┌────────
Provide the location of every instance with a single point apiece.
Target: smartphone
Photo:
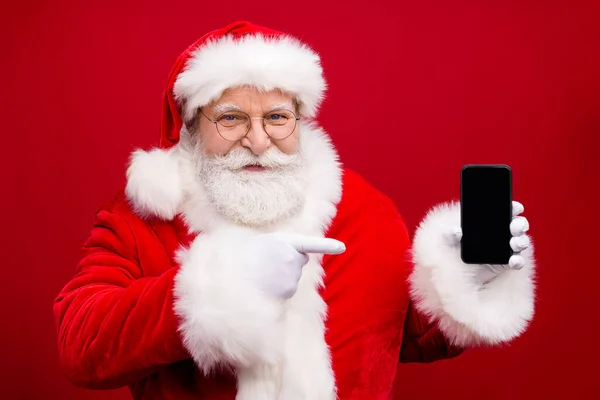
(486, 213)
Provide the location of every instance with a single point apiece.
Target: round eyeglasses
(235, 125)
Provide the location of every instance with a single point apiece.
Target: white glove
(519, 242)
(274, 261)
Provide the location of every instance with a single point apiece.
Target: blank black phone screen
(486, 213)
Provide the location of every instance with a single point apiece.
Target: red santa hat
(236, 55)
(239, 54)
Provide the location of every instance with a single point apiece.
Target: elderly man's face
(256, 104)
(257, 180)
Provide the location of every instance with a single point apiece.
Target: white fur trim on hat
(154, 184)
(266, 63)
(445, 288)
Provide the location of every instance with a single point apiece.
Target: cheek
(289, 145)
(215, 144)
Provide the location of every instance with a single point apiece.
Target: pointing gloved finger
(313, 244)
(517, 208)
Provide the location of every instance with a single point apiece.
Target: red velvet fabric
(171, 121)
(116, 324)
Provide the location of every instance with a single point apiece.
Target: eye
(229, 117)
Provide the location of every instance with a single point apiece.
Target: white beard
(252, 198)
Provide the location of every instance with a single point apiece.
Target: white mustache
(239, 158)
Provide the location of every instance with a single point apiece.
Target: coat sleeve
(423, 341)
(447, 291)
(114, 324)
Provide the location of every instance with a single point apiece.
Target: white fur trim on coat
(226, 321)
(445, 289)
(263, 62)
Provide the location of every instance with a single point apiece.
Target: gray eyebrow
(285, 105)
(221, 108)
(224, 107)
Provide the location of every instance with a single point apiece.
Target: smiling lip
(255, 168)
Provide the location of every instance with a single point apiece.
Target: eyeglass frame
(216, 121)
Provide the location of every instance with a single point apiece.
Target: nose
(257, 139)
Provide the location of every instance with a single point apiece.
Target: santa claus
(242, 261)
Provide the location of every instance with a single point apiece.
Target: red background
(417, 89)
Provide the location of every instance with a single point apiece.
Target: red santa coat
(160, 301)
(117, 326)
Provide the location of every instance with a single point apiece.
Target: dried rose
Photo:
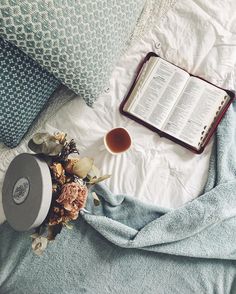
(57, 169)
(39, 244)
(60, 137)
(73, 197)
(69, 165)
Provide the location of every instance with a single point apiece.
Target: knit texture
(125, 246)
(25, 87)
(77, 41)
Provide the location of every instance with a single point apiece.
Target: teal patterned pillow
(24, 89)
(77, 41)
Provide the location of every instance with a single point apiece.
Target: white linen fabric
(200, 37)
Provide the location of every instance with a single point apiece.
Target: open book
(177, 105)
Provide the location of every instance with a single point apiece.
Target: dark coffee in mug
(117, 140)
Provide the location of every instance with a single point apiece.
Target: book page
(196, 109)
(157, 99)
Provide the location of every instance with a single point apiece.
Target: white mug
(117, 140)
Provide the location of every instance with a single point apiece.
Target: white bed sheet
(197, 36)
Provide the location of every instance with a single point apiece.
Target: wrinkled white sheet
(199, 36)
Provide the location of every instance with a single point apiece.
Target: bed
(197, 36)
(154, 170)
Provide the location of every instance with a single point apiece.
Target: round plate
(26, 192)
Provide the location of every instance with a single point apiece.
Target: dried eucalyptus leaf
(51, 148)
(35, 147)
(39, 138)
(34, 235)
(96, 200)
(98, 180)
(94, 172)
(82, 167)
(53, 231)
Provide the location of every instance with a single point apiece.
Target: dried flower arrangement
(71, 178)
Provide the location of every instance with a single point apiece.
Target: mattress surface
(198, 37)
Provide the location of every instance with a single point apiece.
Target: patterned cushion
(77, 41)
(24, 89)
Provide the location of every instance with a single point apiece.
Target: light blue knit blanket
(125, 246)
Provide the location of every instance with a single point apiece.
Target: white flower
(39, 244)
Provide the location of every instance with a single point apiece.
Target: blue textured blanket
(125, 246)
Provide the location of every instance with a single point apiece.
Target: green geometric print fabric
(24, 89)
(77, 41)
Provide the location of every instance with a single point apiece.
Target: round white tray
(26, 192)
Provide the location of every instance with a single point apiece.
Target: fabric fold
(202, 228)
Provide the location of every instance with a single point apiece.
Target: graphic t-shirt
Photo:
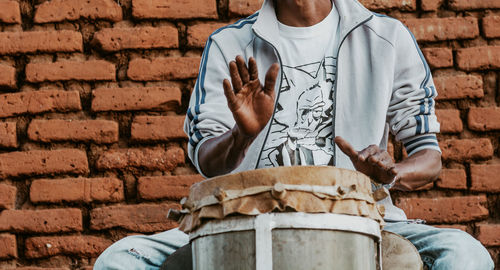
(302, 128)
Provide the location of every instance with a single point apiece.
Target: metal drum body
(287, 241)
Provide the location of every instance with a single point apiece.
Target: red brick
(166, 187)
(450, 120)
(458, 87)
(484, 119)
(138, 218)
(40, 41)
(244, 7)
(98, 131)
(41, 221)
(437, 29)
(173, 9)
(10, 12)
(485, 177)
(80, 245)
(473, 4)
(491, 27)
(7, 196)
(115, 39)
(479, 58)
(91, 70)
(77, 190)
(445, 209)
(8, 245)
(8, 136)
(7, 76)
(198, 34)
(72, 10)
(159, 69)
(438, 57)
(466, 149)
(136, 99)
(34, 102)
(38, 162)
(144, 158)
(158, 128)
(489, 234)
(452, 179)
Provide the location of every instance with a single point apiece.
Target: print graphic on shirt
(301, 131)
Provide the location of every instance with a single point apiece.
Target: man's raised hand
(251, 103)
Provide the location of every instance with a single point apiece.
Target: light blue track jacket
(383, 84)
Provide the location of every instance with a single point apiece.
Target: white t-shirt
(302, 128)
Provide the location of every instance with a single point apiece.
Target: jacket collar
(351, 14)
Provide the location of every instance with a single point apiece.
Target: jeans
(438, 248)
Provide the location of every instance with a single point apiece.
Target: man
(334, 70)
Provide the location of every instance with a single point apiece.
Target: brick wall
(92, 97)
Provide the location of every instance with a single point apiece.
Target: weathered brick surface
(457, 87)
(490, 26)
(166, 187)
(198, 34)
(466, 149)
(40, 41)
(158, 128)
(450, 120)
(38, 162)
(137, 218)
(98, 131)
(438, 57)
(146, 158)
(8, 135)
(8, 246)
(159, 69)
(7, 76)
(115, 39)
(452, 179)
(34, 102)
(485, 177)
(41, 221)
(81, 245)
(173, 9)
(479, 58)
(136, 99)
(77, 190)
(484, 119)
(437, 29)
(489, 234)
(10, 12)
(445, 209)
(71, 10)
(91, 70)
(7, 196)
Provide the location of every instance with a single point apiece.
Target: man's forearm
(224, 153)
(419, 169)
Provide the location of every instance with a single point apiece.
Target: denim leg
(141, 252)
(442, 249)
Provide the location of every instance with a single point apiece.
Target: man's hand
(372, 161)
(251, 103)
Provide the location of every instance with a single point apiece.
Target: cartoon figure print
(301, 130)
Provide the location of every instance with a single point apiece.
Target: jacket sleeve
(208, 115)
(411, 114)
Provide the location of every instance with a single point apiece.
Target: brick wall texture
(92, 100)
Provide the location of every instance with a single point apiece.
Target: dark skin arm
(415, 171)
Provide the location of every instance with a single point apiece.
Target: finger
(242, 68)
(271, 76)
(346, 147)
(252, 67)
(235, 76)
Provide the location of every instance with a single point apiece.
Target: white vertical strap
(263, 242)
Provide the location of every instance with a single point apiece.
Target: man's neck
(302, 13)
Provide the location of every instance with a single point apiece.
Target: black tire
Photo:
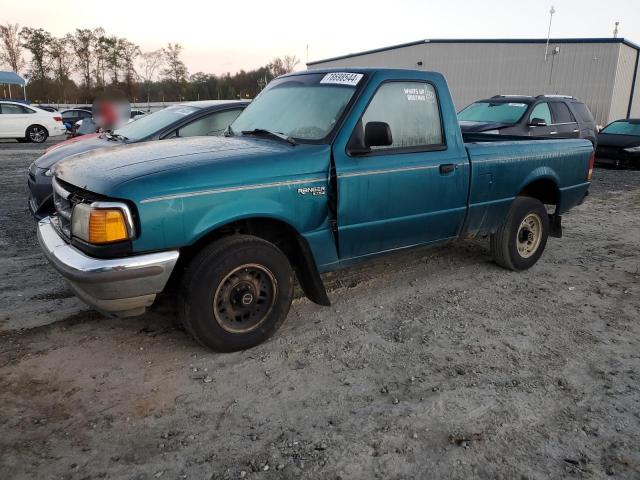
(516, 247)
(37, 134)
(219, 282)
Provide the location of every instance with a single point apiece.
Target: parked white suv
(26, 123)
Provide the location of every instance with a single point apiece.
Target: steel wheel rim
(36, 134)
(529, 235)
(244, 298)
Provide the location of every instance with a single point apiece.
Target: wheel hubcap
(244, 298)
(37, 134)
(529, 235)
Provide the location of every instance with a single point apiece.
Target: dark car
(619, 143)
(48, 108)
(554, 116)
(183, 120)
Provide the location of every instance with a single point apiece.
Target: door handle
(447, 168)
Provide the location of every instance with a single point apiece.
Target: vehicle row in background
(27, 123)
(619, 144)
(183, 120)
(551, 116)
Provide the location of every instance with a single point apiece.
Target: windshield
(499, 112)
(150, 124)
(303, 107)
(623, 128)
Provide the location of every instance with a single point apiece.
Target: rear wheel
(520, 241)
(37, 134)
(236, 293)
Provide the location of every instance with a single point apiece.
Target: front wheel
(236, 293)
(520, 241)
(37, 134)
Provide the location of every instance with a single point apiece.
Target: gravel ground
(432, 363)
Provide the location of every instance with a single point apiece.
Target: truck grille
(63, 202)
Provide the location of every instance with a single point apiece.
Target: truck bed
(501, 167)
(478, 137)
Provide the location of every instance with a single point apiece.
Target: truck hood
(72, 147)
(468, 126)
(620, 141)
(176, 166)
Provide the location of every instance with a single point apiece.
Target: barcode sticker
(342, 78)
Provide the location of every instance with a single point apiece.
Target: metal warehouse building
(602, 72)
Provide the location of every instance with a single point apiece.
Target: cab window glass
(214, 124)
(561, 113)
(541, 111)
(411, 111)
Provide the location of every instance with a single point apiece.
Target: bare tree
(84, 44)
(10, 47)
(290, 62)
(148, 66)
(175, 71)
(38, 42)
(63, 60)
(282, 65)
(129, 51)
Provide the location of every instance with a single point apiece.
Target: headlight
(102, 222)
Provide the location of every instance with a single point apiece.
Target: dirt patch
(433, 363)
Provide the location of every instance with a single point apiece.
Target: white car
(26, 123)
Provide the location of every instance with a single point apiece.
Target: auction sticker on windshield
(342, 78)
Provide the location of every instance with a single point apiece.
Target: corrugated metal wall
(479, 70)
(623, 83)
(635, 105)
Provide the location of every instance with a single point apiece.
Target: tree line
(81, 66)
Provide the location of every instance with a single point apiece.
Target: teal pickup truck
(324, 169)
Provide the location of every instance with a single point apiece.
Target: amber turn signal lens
(107, 226)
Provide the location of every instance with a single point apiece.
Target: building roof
(11, 77)
(483, 40)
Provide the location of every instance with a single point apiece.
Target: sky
(227, 36)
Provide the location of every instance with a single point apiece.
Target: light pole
(546, 50)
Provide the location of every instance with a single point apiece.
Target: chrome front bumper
(121, 287)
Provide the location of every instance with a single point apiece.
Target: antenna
(546, 50)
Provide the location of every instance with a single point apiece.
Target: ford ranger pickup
(324, 169)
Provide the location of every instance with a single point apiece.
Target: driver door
(411, 192)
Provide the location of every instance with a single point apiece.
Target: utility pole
(546, 50)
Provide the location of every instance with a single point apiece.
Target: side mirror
(377, 134)
(537, 122)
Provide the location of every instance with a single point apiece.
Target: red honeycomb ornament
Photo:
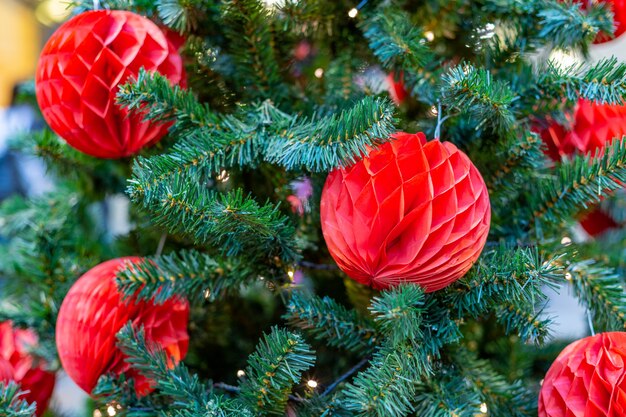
(410, 211)
(587, 379)
(593, 126)
(79, 73)
(17, 364)
(93, 312)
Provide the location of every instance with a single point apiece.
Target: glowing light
(224, 176)
(51, 12)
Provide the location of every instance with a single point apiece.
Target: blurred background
(24, 27)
└────────
== Directions for this task ==
Only an exact copy of the lines from the one with "Target: auction sticker on windshield" through the last line of the data above is wanted, and no pictures.

== Task answer ==
Target: auction sticker on windshield
(342, 78)
Provide the location of every instance with a single point apiece.
Target: corrugated metal wall
(479, 70)
(623, 83)
(635, 105)
Provide the location of every instance with a single point apiece.
Target: tree line
(81, 66)
Provide the location of every instance with a single point apiece.
Target: teal pickup truck
(324, 169)
Provide the location of every instance with a single point apiece.
Target: amber turn signal lens
(107, 226)
Provide the location of every instance with a single point apiece.
Target: building roof
(11, 77)
(483, 40)
Provide the location of every instance with a single point apiece.
Target: sky
(227, 36)
Provide the location of every instance with a single point apiece.
Target: light pole
(546, 50)
Provide the location of every instance with a single point apiece.
Target: chrome front bumper
(121, 287)
Provide the location of every instance with a single point apiece.
Target: antenna
(546, 50)
Provide the location of every instance with a single point apiece.
Target: ford ranger pickup
(324, 169)
Provide the location of every instance with a single point apiece.
Target: driver door
(411, 192)
Provide the location of every instance with a single point apiece.
Target: utility pole
(546, 50)
Provide the location of every instance with a single point apiece.
Target: side mirror
(377, 134)
(537, 122)
Provide the location of every instance with a single point apiece.
Target: red honeycomb ornament
Photo:
(410, 211)
(587, 379)
(593, 126)
(79, 73)
(17, 364)
(93, 312)
Provide the location of every instance with a single point apiece.
Target: glowing light
(224, 176)
(51, 12)
Provide the location of every instance with a single point apiece.
Target: blurred background
(24, 27)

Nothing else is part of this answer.